**Exercise directions**. Only the lines from the line holding "the dog's front" through the final line of the entries below are to be returned, exactly as they stand.

**Working data**.
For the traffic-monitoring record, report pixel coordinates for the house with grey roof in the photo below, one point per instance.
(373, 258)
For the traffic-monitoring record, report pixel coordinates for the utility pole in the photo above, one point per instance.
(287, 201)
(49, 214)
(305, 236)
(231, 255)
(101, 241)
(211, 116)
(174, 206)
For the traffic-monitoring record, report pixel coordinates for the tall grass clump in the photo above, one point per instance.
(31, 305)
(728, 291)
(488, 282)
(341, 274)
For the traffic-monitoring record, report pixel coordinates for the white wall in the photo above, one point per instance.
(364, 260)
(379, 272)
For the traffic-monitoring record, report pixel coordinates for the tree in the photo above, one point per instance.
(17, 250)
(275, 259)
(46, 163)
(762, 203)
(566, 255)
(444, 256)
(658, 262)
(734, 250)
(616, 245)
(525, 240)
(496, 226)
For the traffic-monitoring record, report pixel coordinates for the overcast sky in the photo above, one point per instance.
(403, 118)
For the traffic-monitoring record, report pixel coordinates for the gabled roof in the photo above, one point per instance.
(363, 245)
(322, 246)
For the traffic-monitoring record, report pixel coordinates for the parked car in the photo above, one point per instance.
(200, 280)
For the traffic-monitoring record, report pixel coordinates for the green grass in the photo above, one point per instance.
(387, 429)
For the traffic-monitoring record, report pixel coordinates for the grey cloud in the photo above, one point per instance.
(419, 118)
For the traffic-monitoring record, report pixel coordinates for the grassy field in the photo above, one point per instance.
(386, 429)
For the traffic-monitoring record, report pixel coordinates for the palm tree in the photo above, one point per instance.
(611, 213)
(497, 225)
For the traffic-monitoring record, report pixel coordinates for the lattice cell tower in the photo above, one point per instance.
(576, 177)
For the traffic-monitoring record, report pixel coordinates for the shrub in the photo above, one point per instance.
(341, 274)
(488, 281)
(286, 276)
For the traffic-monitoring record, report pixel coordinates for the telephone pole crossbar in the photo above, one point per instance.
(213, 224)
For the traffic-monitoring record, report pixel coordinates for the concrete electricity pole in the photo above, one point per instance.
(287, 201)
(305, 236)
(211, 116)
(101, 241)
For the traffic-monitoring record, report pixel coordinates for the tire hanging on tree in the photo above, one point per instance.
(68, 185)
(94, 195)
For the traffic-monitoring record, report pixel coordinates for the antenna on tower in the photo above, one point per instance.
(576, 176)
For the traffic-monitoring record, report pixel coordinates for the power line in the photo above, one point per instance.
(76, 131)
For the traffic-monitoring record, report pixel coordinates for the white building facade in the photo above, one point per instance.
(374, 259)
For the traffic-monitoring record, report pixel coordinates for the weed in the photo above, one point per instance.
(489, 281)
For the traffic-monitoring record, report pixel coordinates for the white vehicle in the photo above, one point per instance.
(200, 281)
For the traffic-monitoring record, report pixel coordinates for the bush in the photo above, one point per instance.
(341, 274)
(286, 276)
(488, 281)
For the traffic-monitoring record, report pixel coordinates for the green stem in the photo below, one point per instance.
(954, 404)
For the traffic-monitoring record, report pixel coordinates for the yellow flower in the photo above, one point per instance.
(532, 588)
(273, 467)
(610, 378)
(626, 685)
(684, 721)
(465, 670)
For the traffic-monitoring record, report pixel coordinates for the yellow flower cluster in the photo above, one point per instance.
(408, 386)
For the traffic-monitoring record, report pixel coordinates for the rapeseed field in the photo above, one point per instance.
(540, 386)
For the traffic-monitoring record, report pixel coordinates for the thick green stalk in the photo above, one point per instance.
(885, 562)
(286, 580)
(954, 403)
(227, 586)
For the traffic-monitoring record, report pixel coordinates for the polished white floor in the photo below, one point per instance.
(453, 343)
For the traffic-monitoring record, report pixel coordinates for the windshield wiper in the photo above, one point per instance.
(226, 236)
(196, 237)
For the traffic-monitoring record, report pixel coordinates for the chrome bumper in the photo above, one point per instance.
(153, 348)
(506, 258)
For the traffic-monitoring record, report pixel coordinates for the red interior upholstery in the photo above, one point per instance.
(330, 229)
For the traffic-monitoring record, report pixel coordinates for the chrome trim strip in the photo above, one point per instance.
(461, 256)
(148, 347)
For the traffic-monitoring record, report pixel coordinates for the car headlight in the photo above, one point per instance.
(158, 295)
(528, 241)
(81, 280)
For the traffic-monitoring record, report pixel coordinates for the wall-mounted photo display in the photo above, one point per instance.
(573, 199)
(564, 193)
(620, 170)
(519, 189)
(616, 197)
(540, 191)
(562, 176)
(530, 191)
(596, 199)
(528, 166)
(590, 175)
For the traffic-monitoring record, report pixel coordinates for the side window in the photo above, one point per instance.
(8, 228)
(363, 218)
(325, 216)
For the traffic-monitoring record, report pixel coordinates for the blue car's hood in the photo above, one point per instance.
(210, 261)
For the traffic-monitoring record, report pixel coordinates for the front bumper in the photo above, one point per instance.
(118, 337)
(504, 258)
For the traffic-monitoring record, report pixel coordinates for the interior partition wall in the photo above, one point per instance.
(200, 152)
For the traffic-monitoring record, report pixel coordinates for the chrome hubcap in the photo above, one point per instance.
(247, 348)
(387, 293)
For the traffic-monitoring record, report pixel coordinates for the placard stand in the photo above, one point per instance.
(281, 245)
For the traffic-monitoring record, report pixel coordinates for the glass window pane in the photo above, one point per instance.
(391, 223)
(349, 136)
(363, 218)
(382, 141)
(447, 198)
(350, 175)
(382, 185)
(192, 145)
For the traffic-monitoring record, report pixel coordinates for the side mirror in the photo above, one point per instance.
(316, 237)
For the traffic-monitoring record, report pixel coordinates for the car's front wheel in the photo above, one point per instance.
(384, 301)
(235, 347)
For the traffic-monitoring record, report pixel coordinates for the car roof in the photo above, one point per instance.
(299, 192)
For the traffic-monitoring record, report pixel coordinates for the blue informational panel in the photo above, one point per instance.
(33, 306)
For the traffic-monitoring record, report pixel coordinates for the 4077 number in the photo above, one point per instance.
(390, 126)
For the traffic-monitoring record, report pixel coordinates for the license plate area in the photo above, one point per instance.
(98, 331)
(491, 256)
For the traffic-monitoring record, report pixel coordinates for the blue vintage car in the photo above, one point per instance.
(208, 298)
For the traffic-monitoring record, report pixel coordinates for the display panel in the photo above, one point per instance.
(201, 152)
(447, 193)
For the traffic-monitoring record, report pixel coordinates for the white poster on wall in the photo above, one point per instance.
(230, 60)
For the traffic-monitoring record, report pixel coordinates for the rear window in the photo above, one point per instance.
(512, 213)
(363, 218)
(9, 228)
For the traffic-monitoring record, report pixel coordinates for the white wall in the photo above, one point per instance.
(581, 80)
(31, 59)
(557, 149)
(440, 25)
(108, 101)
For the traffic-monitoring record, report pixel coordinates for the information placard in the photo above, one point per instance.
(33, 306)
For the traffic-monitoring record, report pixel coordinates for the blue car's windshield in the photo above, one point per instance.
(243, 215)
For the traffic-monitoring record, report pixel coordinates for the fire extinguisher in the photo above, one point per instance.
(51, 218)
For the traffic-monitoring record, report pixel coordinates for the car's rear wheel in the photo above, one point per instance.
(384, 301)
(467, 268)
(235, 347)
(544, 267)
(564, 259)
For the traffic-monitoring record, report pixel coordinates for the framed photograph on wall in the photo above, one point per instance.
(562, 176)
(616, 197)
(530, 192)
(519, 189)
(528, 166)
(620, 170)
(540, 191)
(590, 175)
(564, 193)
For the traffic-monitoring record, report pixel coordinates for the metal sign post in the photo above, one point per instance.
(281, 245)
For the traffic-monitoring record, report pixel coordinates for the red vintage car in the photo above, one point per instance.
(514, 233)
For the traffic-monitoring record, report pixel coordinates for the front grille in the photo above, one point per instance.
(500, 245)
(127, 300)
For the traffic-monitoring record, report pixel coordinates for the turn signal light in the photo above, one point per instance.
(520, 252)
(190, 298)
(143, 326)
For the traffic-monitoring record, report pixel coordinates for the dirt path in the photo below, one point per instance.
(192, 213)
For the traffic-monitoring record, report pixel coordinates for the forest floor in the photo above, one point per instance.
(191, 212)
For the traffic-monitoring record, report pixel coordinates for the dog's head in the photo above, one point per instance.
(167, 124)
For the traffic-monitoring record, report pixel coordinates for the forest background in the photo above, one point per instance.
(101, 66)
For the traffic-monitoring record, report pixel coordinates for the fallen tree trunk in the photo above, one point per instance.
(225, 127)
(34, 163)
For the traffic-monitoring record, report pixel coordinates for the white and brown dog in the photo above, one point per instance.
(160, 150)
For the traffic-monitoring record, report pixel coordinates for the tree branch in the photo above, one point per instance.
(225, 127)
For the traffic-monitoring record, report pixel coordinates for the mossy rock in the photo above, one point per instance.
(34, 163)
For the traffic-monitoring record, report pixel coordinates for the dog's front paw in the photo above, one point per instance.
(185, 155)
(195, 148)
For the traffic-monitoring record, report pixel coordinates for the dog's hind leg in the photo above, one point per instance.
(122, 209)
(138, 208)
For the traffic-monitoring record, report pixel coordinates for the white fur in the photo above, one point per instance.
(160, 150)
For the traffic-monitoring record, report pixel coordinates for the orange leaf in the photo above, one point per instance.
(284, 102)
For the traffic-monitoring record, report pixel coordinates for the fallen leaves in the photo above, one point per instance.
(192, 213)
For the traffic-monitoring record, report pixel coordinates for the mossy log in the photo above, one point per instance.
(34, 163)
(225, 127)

**Complete output**.
For the traffic-monitoring record, report pixel coordinates for the dog's front paw in the photo above, one point per instance.
(185, 155)
(195, 148)
For the traffic-monitoring record, report pixel coordinates for the dog's hind leg in the photo above, one point per instance.
(122, 209)
(138, 208)
For the traffic-monitoring record, report pixel coordinates for the white fur in the photo above, one point per instance.
(160, 150)
For the traffic-monitoring record, report pixel coordinates for the orange leaf in the photo above, one point per instance.
(284, 102)
For the traffic-monitoring record, report pixel coordinates for the fallen leaves in the photo above, one point per instance.
(192, 213)
For the traffic-monitoring record, report pixel coordinates for the mossy log in the photo above, one point per instance.
(34, 163)
(225, 127)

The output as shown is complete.